Reproduce the lines from the one containing "target: haystack cover" up to and including the one containing "208], [423, 208]]", switching "haystack cover" to "hay bale cover" and leaving everything else unchanged.
# # # # #
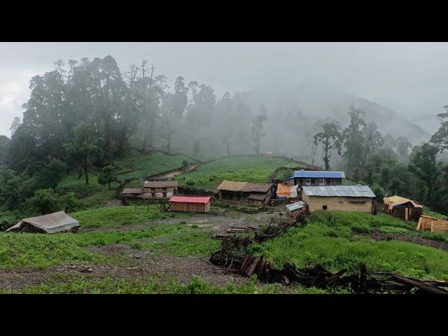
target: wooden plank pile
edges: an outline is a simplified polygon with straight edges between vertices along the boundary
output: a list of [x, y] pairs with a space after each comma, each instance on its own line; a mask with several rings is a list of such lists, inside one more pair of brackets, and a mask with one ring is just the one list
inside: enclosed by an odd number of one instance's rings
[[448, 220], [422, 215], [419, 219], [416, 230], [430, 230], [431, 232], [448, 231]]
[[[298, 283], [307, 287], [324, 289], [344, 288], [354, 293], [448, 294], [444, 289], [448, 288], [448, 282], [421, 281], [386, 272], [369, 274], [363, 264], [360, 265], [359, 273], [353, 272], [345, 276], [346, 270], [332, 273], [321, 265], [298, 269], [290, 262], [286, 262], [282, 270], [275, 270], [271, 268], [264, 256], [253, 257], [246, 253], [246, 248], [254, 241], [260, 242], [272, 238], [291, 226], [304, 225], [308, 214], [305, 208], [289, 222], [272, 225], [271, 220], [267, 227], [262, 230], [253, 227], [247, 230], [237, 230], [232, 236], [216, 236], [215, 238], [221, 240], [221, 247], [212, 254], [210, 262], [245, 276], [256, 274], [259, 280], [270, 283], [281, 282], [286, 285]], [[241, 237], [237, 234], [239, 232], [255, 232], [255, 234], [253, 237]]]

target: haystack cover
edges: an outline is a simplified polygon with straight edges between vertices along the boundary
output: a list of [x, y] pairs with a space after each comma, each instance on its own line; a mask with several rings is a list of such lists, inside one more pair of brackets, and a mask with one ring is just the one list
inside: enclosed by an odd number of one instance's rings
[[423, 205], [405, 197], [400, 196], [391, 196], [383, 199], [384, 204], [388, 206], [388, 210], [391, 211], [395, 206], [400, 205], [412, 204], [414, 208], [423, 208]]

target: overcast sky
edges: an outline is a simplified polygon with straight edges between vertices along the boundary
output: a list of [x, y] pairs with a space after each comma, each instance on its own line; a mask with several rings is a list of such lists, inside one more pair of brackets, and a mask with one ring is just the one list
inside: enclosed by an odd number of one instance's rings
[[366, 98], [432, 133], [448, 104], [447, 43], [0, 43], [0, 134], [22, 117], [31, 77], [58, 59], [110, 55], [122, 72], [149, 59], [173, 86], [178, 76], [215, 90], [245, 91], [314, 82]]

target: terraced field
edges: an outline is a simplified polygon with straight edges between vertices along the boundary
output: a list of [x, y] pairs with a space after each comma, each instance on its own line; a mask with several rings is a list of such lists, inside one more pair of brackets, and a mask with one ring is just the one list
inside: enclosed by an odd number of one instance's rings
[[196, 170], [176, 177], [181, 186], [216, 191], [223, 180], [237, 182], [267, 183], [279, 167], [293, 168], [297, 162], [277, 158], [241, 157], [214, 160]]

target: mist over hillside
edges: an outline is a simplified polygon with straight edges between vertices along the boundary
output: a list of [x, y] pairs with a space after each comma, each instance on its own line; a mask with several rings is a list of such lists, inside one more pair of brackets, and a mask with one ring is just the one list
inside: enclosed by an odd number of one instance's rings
# # # # #
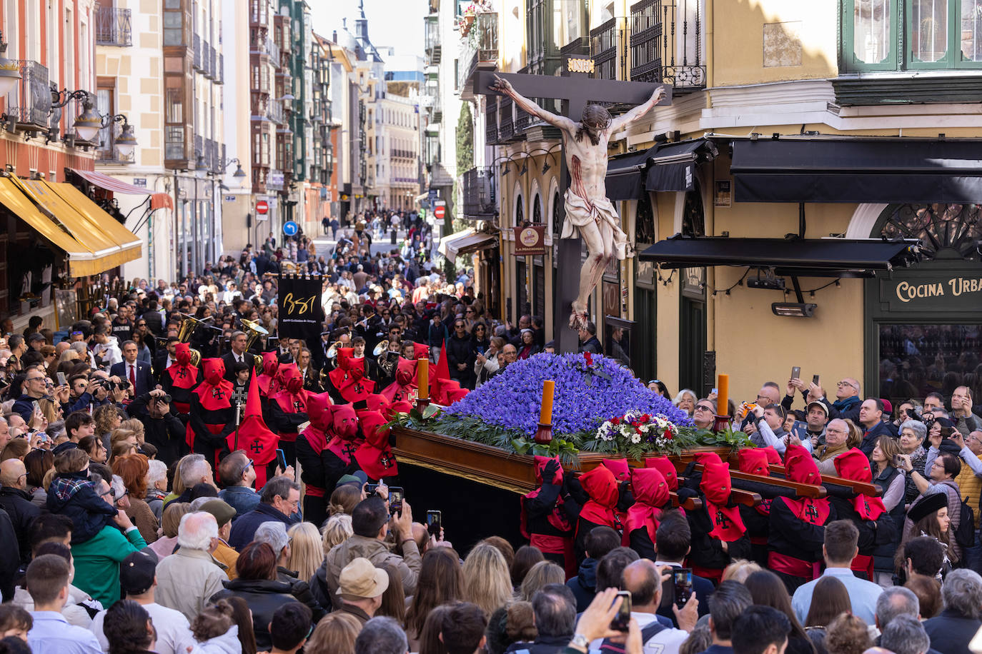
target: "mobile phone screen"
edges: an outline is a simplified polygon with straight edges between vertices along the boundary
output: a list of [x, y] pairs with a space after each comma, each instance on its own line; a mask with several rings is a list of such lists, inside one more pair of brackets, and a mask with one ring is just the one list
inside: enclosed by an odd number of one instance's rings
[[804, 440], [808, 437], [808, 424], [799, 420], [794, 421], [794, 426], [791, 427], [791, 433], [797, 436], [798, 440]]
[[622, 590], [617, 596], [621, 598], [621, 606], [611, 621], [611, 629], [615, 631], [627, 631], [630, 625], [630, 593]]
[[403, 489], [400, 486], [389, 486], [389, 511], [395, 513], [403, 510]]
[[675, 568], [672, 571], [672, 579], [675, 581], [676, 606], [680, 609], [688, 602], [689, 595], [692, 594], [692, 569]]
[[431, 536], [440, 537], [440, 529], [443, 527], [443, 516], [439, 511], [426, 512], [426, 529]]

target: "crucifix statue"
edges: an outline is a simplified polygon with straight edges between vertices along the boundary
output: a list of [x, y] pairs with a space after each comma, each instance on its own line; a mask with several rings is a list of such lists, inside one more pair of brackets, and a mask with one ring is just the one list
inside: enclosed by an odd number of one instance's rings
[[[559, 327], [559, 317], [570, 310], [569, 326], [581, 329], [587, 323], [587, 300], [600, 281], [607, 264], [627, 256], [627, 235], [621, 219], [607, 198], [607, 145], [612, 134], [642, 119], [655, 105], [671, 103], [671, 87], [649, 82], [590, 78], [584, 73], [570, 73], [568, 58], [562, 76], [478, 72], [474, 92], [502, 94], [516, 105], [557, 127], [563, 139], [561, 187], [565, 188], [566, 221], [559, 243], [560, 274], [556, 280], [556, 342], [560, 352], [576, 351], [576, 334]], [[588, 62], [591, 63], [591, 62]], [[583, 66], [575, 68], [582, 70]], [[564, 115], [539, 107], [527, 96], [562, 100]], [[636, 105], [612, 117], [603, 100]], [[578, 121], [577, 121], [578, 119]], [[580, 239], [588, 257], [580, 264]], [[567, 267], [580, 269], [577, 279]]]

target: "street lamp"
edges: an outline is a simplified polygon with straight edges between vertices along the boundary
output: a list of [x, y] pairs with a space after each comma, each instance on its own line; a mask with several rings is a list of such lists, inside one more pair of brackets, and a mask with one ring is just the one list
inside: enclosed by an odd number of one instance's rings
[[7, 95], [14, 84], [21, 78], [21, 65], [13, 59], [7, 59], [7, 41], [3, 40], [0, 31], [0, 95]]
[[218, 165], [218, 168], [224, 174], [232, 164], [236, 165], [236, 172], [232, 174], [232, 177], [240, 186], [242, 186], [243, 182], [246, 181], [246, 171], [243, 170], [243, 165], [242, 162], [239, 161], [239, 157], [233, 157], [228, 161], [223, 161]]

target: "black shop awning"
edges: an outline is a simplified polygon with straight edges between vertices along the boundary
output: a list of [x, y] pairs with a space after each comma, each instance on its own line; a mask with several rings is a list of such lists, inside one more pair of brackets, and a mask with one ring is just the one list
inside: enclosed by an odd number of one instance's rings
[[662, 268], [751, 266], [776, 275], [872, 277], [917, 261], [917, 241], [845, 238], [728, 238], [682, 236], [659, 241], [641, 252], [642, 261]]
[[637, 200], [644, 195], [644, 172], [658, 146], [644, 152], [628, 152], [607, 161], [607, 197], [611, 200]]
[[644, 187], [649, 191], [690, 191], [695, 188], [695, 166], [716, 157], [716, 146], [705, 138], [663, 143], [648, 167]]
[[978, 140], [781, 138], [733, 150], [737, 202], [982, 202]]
# # # # #
Complete answer
target: hay bale cover
edges: an outline is a simplified polygon with straight edges between vertices along the boundary
output: a list of [x, y] pairs with a space after each comma, each instance on its own line; a mask with several rings is a list of such lists, inside one more pair of brackets, and a mask with one ring is just the one list
inside: enclosed by an odd number of one instance's rings
[[423, 205], [405, 197], [400, 196], [391, 196], [383, 199], [384, 204], [388, 206], [388, 210], [391, 211], [395, 206], [400, 205], [412, 204], [414, 208], [423, 208]]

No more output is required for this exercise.